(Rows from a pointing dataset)
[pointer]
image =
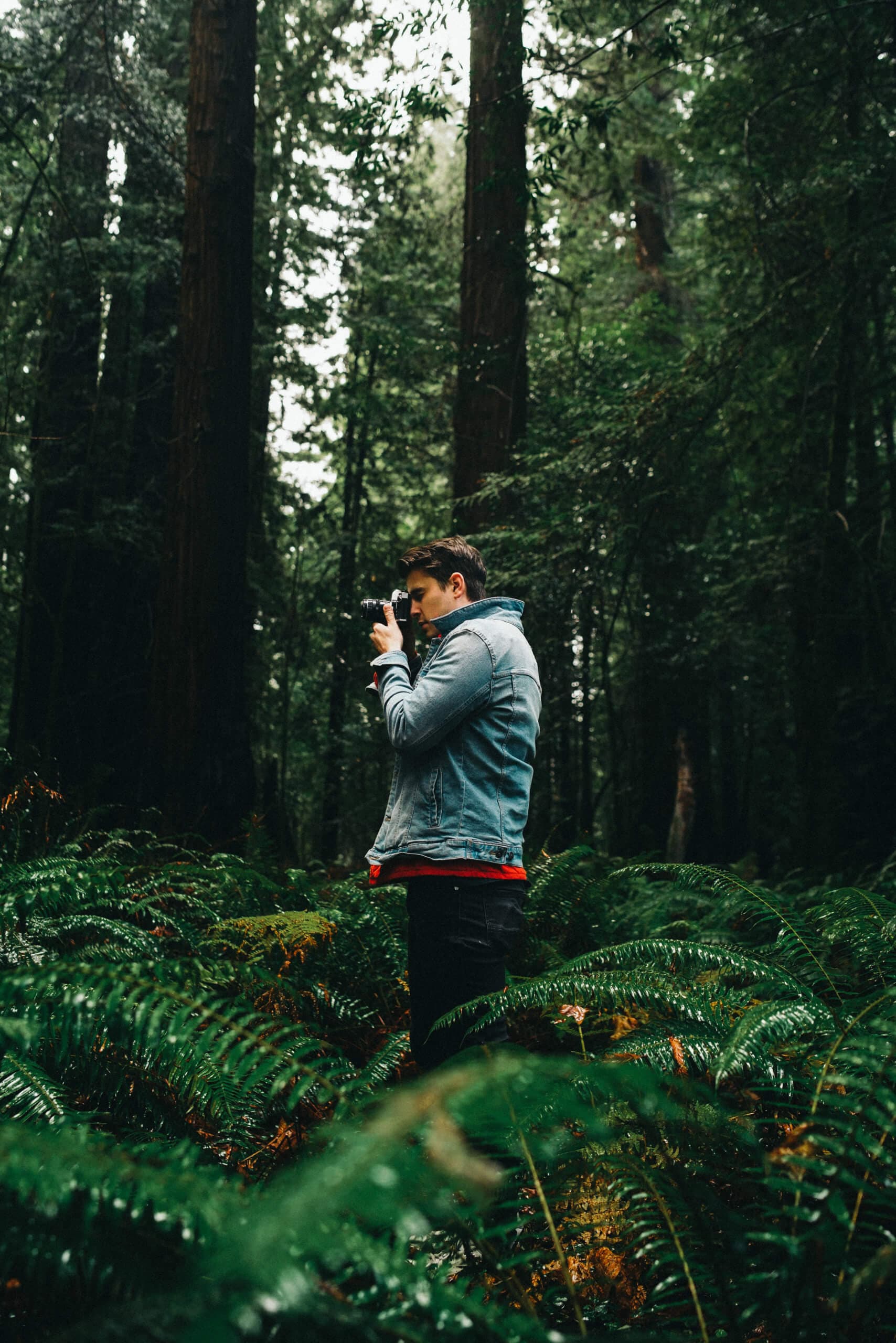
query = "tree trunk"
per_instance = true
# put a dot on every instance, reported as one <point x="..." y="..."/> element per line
<point x="489" y="410"/>
<point x="686" y="805"/>
<point x="51" y="715"/>
<point x="356" y="444"/>
<point x="205" y="769"/>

:: Task goal ::
Output every line of the entries above as a JSON list of strings, with one string per line and no blank lines. Leave the pictures out.

:: Problem solution ::
[
  "[pointer]",
  "image =",
  "query = \"tree trunk\"",
  "per_instance = true",
  "# put a dot on every instance, reported as one <point x=\"...\" y=\"...\"/> element per line",
  "<point x=\"489\" y=\"410\"/>",
  "<point x=\"686\" y=\"805\"/>",
  "<point x=\"51\" y=\"715\"/>",
  "<point x=\"356\" y=\"444\"/>",
  "<point x=\"205\" y=\"769\"/>"
]